Object point labels
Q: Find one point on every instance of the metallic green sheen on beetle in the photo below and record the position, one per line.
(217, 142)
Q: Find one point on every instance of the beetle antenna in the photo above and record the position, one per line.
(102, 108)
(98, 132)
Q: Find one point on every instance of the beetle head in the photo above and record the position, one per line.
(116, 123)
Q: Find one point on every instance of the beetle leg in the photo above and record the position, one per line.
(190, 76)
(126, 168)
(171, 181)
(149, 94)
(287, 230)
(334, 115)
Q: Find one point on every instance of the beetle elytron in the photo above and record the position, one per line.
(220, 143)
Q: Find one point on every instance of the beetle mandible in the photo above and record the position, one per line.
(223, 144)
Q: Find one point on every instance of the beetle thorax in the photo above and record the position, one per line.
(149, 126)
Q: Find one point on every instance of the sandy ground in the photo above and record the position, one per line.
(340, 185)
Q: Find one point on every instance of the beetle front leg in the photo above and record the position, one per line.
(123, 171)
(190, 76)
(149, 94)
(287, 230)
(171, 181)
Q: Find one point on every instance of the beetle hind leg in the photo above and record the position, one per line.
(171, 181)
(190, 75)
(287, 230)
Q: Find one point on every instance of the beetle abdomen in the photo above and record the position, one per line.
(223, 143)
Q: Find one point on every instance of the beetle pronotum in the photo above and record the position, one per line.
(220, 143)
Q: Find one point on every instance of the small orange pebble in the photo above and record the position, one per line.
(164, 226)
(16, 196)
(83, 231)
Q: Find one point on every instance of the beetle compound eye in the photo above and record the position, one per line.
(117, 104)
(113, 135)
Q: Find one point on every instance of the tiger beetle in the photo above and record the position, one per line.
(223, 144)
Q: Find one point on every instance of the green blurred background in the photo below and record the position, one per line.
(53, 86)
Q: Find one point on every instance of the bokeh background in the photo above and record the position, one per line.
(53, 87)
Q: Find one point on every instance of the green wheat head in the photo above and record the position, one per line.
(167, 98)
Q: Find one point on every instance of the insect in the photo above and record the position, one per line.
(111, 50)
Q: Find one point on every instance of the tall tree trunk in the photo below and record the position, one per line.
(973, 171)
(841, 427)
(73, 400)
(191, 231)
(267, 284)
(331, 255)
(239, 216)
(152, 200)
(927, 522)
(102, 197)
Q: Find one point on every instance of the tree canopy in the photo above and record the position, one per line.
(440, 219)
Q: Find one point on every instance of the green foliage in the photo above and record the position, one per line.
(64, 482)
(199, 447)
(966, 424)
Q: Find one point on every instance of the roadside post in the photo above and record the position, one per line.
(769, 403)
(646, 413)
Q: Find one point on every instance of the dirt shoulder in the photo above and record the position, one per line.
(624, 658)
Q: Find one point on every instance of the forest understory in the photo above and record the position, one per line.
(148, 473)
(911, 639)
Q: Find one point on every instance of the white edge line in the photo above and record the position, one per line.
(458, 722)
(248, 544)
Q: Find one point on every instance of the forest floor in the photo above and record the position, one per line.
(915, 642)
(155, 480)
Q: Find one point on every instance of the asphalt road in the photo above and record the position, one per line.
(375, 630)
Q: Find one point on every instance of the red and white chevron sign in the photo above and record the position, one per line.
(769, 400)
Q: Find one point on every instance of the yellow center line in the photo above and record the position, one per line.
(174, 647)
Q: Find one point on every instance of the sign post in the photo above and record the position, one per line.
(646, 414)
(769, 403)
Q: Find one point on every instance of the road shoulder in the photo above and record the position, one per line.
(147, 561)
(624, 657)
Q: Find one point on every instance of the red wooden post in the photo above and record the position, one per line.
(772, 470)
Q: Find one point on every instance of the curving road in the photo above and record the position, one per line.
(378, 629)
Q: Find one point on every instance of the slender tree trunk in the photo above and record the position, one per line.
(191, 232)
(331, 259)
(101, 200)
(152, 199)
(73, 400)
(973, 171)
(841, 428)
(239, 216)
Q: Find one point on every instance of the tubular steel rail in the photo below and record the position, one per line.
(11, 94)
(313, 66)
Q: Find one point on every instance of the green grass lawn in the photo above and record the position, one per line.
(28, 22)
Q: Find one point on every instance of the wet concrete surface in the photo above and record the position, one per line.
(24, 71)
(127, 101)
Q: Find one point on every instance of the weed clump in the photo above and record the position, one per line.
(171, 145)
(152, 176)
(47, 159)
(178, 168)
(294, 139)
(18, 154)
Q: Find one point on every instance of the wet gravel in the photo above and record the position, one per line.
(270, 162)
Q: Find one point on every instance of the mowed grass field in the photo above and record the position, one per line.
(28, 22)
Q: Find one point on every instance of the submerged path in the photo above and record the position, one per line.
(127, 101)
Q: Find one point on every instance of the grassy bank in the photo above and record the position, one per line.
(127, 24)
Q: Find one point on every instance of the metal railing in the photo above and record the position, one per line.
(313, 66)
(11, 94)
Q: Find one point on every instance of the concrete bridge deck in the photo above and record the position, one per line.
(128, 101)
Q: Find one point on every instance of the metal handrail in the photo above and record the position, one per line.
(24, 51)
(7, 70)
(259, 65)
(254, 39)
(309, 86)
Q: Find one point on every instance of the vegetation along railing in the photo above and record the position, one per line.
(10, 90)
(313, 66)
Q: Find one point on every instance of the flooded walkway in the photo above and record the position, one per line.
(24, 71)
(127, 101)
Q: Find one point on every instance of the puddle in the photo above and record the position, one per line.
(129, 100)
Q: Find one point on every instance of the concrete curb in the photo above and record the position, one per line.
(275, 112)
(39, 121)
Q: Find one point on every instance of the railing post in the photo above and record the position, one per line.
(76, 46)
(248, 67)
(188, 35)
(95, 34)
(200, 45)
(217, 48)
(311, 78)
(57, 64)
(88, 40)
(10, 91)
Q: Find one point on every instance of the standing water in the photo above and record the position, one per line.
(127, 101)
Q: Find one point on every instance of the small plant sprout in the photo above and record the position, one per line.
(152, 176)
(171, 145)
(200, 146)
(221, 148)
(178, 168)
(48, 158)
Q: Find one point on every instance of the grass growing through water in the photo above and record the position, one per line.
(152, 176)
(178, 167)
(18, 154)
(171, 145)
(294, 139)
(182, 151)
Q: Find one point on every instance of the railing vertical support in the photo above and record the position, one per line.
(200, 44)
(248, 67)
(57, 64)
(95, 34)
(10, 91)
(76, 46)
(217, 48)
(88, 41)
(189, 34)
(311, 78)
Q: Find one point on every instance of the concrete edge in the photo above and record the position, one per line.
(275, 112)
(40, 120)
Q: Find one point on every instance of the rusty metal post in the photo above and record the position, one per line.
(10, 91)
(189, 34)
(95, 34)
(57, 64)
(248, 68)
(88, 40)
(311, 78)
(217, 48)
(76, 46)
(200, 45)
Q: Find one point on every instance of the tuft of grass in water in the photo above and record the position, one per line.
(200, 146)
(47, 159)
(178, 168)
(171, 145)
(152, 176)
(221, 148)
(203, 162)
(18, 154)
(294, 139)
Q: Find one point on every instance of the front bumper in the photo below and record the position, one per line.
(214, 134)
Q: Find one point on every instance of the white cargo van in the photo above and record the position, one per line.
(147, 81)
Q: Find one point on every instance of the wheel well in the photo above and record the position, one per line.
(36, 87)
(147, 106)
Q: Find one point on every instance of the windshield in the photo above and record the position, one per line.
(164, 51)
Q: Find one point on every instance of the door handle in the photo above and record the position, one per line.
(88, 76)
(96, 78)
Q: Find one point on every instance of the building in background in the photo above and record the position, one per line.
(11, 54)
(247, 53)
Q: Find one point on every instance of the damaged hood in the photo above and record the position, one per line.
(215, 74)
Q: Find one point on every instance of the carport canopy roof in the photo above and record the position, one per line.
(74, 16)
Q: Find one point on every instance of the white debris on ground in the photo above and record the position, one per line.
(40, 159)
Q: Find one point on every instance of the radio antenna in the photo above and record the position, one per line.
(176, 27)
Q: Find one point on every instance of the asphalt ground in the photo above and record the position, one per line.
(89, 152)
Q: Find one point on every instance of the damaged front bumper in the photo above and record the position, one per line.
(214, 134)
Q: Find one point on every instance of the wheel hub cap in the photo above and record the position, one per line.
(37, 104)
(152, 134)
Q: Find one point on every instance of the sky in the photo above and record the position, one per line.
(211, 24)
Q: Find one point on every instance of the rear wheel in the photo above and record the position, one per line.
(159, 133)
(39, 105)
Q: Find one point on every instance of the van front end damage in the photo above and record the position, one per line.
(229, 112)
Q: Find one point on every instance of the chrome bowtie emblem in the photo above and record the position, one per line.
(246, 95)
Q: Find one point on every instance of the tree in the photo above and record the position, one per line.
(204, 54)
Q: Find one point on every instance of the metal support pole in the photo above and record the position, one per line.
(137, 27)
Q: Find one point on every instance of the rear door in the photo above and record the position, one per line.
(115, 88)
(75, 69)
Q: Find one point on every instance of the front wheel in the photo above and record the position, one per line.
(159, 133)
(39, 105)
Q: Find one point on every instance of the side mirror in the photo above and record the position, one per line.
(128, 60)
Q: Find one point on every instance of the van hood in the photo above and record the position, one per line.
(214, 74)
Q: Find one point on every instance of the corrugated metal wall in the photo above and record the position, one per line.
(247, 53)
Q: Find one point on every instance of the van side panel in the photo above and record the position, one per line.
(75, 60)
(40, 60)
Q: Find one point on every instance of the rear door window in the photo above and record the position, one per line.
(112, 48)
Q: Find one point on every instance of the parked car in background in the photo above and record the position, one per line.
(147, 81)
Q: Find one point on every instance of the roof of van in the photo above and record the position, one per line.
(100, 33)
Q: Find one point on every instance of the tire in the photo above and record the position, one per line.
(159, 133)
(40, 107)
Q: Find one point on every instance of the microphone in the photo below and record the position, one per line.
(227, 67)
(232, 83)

:: Aim of the task ::
Output, unchanged, the lines from the line with "Q: Find one point on every instance of the corrugated" through the final line of the material.

:: Exercise output ::
Q: Find one point on every instance of the corrugated metal wall in the photo above and record the position, one per line.
(247, 53)
Q: Find one point on every instance of the van side panel in the photo above and record the position, one per line.
(75, 60)
(40, 60)
Q: Find one point on every instance of the rear door window in the photo above and record the position, one per line.
(112, 48)
Q: Find one point on every instance of the parked car in background in the photo above and record the position, one per line.
(147, 81)
Q: Find one point on every instance of the roof of van in the photo above and record the position, one per line.
(100, 33)
Q: Find one point on every instance of the tire in the photo above and record the position, one per line.
(159, 133)
(40, 107)
Q: Find one point on every instance of the microphone in the photo below and record the position, one per line.
(227, 67)
(232, 83)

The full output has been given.